Selected text Start Marker

Kim Davis owes her notoriety to her legal enablers, Liberty Counsel, a right-wing group dedicated to the belief that having your client thrown in jail is the pinnacle of success. The Rowan County, KY clerk was a nobody in need of a makeover until Liberty Counsel swooped in and made her the national test case for the right of government officials to ignore the law. Besides all the attention that Davis received for her time in jail, Liberty Counsel somehow snagged a meeting for Davis with Pope Francis, a PR disaster for the Vatican and a fundraising windfall for Liberty Counsel.
Liberty Counsel came by Davis easily enough. The group’s founder, Mat Staver, received his law degree from the University of Kentucky. His advice to Davis hasn’t exactly covered his alma mater in glory. A panel on Fox News said that Staver’s advice was “ridiculously stupid,” which is quite the statement to come from that media outlet.
But then again, “ridiculously stupid” would be a good motto for Liberty Counsel. So would “unabashedly loathsome.” The Southern Poverty Law Center has classified Liberty Counsel as a hate group.

Selected text End Marker
Data to examine Start Marker

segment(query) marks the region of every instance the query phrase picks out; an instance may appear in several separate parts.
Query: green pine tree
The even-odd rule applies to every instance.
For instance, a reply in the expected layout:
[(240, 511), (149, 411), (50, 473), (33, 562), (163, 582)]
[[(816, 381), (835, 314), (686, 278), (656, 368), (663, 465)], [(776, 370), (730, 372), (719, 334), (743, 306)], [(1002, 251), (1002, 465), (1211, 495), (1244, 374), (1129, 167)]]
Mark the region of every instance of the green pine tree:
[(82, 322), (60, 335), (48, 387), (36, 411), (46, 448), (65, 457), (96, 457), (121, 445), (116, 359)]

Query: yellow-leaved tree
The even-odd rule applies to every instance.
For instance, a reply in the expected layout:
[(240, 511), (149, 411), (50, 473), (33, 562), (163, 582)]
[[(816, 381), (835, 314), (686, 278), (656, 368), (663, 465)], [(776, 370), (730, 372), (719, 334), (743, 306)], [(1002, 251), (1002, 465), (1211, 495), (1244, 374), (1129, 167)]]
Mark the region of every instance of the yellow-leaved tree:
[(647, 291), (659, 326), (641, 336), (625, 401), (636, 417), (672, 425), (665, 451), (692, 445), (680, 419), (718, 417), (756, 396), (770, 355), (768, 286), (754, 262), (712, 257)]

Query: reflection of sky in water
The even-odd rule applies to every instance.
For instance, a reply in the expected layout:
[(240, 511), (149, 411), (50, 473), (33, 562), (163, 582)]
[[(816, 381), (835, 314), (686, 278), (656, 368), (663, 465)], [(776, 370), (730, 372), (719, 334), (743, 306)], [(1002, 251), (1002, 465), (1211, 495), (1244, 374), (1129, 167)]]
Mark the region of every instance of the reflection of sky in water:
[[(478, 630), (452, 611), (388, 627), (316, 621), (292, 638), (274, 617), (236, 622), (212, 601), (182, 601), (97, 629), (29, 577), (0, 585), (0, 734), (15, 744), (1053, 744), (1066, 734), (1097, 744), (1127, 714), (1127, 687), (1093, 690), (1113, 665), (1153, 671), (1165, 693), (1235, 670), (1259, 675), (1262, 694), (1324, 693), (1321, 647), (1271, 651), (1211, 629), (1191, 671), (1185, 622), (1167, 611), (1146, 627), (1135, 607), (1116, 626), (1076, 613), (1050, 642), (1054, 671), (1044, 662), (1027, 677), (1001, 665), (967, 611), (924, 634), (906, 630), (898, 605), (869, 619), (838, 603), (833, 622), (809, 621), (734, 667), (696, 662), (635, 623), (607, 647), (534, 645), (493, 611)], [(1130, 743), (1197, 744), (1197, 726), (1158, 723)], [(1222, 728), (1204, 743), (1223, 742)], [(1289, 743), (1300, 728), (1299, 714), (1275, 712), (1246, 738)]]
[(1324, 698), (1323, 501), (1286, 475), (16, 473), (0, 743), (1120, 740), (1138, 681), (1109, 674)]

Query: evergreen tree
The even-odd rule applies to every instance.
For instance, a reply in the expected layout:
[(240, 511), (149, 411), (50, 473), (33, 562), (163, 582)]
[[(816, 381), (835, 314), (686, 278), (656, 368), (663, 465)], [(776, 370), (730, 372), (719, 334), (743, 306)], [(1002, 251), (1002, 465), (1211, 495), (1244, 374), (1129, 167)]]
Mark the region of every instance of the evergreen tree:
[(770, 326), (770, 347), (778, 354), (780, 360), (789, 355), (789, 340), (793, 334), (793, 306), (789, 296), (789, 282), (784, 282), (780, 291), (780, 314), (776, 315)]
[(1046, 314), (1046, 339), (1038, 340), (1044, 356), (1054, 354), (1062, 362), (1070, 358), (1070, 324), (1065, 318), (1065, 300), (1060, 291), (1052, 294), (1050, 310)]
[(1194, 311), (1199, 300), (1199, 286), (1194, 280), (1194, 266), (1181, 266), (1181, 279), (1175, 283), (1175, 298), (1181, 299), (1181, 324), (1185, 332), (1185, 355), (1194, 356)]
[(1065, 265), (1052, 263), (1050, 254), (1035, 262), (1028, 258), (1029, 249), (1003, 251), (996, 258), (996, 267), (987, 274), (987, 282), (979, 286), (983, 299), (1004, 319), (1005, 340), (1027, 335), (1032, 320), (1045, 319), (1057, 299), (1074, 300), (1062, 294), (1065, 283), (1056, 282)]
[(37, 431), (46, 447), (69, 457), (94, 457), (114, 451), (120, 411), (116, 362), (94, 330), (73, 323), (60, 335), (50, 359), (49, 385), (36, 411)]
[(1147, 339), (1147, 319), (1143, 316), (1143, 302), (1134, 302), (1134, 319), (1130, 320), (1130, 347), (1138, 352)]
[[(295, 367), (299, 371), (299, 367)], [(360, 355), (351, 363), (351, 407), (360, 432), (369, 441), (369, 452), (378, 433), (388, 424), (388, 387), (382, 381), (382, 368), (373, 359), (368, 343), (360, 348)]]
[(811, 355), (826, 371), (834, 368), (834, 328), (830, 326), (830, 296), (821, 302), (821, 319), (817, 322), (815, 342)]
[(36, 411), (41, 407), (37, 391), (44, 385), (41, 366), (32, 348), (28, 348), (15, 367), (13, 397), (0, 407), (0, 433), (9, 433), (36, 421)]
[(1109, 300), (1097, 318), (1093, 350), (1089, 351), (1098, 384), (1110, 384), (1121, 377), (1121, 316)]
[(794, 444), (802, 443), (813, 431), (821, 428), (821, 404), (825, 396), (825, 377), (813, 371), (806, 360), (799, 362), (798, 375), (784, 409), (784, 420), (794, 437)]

Data to examine End Marker

Your tasks:
- a) Please translate this sentence from the Liberty Counsel text into Spanish: "The Southern Poverty Law Center has classified Liberty Counsel as a hate group."
- b) According to the Liberty Counsel text, where did Mat Staver earn his law degree?

Numbered answers:
- a) El Southern Poverty Law Center ha clasificado a Liberty Counsel como un grupo de odio.

- b) The University of Kentucky.